* **GIVEN EXERCISE 1**:
Using the ZX81 video text below, decide whether each statement agrees with it. Answer yes or no for each, and quote the words from the text that settle it.
(a) In FAST mode, the NMI is always off.
(b) The ULA contains a 3.25 MHz crystal oscillator.
(c) OUT FD,A turns on the NMI generator.

##### PAGE #####

4. As before, during the top blank lines, the NMI routine counts the number of blank lines remaining. At the end of the bottom blank lines, the sequence repeats when the NMI service routine switches back to the VSYNC routine.

4. FAST MODE VIDEO

In the ZX80 compatible FAST mode, the CPU executes either the video routine or any other program but not both, which causes the familiar flicker of the display when switching between these tasks. When the application program is running, it is executed using 100% of the available CPU time. Only if the application program is Stopped (in the command mode) or waiting for a keyboard INPUT, or in PAUSE mode is the video is displayed. The video hardware is activated in the same way as the SLOW mode but NMI is always off. In addition, the blank lines at the top and bottom of the screen are also generated in software making the ZX81 ROM fully compatible with the ZX80 hardware.

5. ZX81 VIDEO HARDWARE

The ZX81 video hardware consists of the Z80 CPU, ROM, RAM and the larger part of the ZX81 Sinclair Logic Chip (usually called the ULA) as shown in FIG 1 with all relevant connections including the isolation resistors R. For simplicity only the 2K RAM is shown. The ULA contains a 6.5 MHz crystal oscillator and a frequency divider, which generates horizontal sync pulses at the video output and NMI pulses on the NMI output. The HSYNC and the NMI outputs can be controlled with the following I/O operations.

1. OUT FD,A - turns off the NMI generator
2. OUT FE,A - turns on  the NMI generator
3. IN A,FE  - turns off the HSYNC generator (only if NMI is off)

#####

* **GIVEN EXERCISE 2**: From the listing below, return everything from the line that contains "Isolate each hill." down to the line that contains "0, 184, 31, 221", including both of those lines, with each line unchanged.

##### RECORDED DATA #####

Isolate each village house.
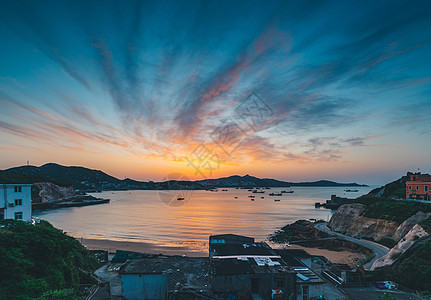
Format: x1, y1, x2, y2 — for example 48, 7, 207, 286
406, 173, 431, 201
209, 235, 296, 300
0, 184, 31, 222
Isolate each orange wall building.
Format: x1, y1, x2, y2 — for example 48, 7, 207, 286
406, 173, 431, 201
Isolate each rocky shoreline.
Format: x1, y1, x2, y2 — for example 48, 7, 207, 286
31, 195, 110, 211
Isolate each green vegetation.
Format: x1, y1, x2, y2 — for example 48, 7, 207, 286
351, 195, 431, 224
373, 241, 431, 291
377, 238, 397, 248
0, 220, 98, 299
419, 216, 431, 234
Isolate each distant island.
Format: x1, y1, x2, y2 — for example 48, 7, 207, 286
0, 163, 367, 191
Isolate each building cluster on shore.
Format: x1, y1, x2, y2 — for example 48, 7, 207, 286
406, 172, 431, 201
112, 234, 338, 300
0, 184, 32, 222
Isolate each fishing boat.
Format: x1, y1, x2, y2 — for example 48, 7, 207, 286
269, 193, 283, 196
281, 190, 293, 194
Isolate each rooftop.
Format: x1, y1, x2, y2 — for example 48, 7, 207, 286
212, 257, 292, 275
211, 242, 275, 256
120, 256, 210, 290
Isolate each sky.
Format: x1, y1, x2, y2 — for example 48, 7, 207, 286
0, 0, 431, 185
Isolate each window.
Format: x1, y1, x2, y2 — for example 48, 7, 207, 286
302, 285, 308, 300
276, 278, 284, 288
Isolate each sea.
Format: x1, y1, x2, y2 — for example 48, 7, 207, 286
33, 187, 374, 251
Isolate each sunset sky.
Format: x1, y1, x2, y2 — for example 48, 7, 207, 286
0, 0, 431, 185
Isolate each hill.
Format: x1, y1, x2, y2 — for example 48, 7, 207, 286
196, 174, 366, 187
0, 220, 98, 299
3, 163, 147, 189
0, 163, 365, 190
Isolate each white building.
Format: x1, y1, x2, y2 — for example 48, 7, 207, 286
0, 184, 32, 221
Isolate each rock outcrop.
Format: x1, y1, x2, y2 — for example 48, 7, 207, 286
371, 224, 428, 270
34, 182, 75, 202
393, 211, 431, 242
328, 203, 365, 233
328, 203, 399, 241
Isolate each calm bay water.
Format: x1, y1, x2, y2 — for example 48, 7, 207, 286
34, 187, 372, 249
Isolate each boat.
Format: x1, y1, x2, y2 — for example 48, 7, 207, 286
252, 190, 265, 194
281, 190, 293, 194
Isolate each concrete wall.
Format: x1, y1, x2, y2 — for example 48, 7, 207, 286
296, 283, 325, 300
121, 274, 168, 300
212, 272, 296, 299
0, 184, 31, 221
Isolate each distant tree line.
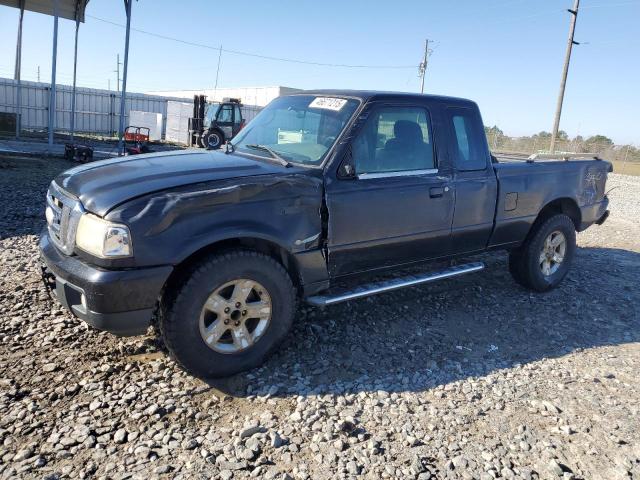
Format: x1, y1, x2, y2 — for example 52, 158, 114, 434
484, 125, 640, 162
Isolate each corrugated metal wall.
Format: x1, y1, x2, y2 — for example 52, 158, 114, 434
0, 78, 181, 136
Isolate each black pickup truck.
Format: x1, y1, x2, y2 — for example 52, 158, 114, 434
40, 91, 612, 377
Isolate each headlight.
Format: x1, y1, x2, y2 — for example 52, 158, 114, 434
76, 213, 133, 258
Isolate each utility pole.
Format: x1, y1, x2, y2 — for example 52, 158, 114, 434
113, 54, 122, 92
418, 39, 431, 93
549, 0, 580, 153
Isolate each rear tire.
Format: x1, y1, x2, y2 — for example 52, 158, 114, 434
160, 250, 296, 378
509, 214, 576, 292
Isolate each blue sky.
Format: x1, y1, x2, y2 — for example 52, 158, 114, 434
0, 0, 640, 144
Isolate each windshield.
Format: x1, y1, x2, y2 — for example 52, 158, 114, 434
233, 95, 358, 165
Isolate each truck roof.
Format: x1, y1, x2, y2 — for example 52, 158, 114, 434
292, 89, 475, 105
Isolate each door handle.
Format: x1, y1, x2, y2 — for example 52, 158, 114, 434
429, 187, 449, 198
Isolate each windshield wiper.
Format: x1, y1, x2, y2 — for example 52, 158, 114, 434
245, 143, 291, 168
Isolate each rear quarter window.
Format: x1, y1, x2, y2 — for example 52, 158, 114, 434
447, 107, 488, 171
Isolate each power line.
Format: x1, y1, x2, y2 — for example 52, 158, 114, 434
549, 0, 580, 153
85, 14, 416, 69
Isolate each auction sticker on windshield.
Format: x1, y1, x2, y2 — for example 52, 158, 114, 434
309, 97, 347, 112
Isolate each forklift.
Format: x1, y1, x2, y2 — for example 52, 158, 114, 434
189, 95, 245, 150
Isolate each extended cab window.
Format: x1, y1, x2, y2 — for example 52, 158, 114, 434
233, 95, 359, 165
351, 107, 435, 174
447, 108, 487, 171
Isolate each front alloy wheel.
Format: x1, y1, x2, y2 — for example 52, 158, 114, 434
200, 279, 272, 353
159, 250, 297, 378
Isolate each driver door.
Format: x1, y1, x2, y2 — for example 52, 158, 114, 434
326, 104, 455, 276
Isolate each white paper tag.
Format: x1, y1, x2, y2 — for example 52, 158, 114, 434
309, 97, 347, 112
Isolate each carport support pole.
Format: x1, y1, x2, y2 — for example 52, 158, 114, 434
71, 18, 80, 142
118, 0, 133, 155
14, 0, 24, 140
49, 14, 58, 147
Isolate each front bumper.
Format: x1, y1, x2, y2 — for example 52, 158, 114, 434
40, 229, 173, 336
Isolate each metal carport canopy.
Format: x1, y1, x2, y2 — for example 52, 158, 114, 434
0, 0, 87, 23
0, 0, 89, 146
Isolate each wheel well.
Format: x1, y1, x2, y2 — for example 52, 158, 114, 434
163, 237, 302, 294
530, 198, 582, 231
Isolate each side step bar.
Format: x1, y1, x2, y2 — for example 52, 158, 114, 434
306, 262, 484, 307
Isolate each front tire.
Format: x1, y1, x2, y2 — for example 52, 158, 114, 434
160, 250, 296, 378
509, 214, 576, 292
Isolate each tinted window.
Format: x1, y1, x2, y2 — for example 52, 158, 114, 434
234, 95, 359, 165
351, 107, 435, 174
449, 108, 487, 170
218, 105, 233, 123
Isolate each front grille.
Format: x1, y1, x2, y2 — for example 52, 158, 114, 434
47, 182, 84, 255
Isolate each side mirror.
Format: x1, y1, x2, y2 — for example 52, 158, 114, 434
338, 147, 356, 179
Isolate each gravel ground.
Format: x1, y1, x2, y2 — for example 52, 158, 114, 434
0, 158, 640, 480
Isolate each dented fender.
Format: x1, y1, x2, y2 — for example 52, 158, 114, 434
106, 169, 327, 282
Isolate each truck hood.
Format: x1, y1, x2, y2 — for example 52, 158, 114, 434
55, 151, 290, 216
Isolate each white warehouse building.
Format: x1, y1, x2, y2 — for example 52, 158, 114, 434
147, 86, 302, 107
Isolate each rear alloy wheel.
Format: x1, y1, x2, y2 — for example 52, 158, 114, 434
538, 230, 567, 277
509, 214, 576, 292
160, 250, 297, 378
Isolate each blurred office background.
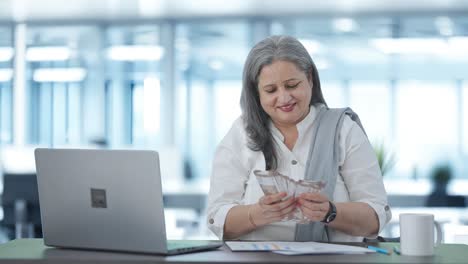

#####

* **ANSWER 1**:
(a) Yes: "but NMI is always off."
(b) No: "The ULA contains a 6.5 MHz crystal oscillator"
(c) No: "OUT FD,A - turns off the NMI generator"

* **ANSWER 2**:
Isolate each hill.
Format: x1, y1, x2, y2 — for example 48, 7, 207, 286
196, 174, 366, 187
0, 220, 98, 299
3, 163, 147, 189
0, 163, 365, 190
Isolate each white building.
Format: x1, y1, x2, y2 — for example 48, 7, 207, 286
0, 184, 32, 221
Isolate each rock outcrop.
Format: x1, y1, x2, y2 — for example 48, 7, 207, 286
371, 224, 428, 270
34, 182, 75, 202
393, 211, 431, 242
328, 203, 365, 233
328, 203, 399, 241
Isolate each calm bay water.
Format: x1, y1, x2, y2 — for example 48, 7, 207, 286
34, 187, 372, 249
Isolate each boat.
Format: x1, y1, x2, y2 — for example 48, 7, 207, 286
252, 190, 265, 194
281, 190, 293, 194
Isolate each concrete wall.
Format: x1, y1, x2, y2 — for example 48, 7, 207, 286
296, 283, 325, 300
121, 274, 168, 300
212, 272, 296, 299
0, 184, 31, 221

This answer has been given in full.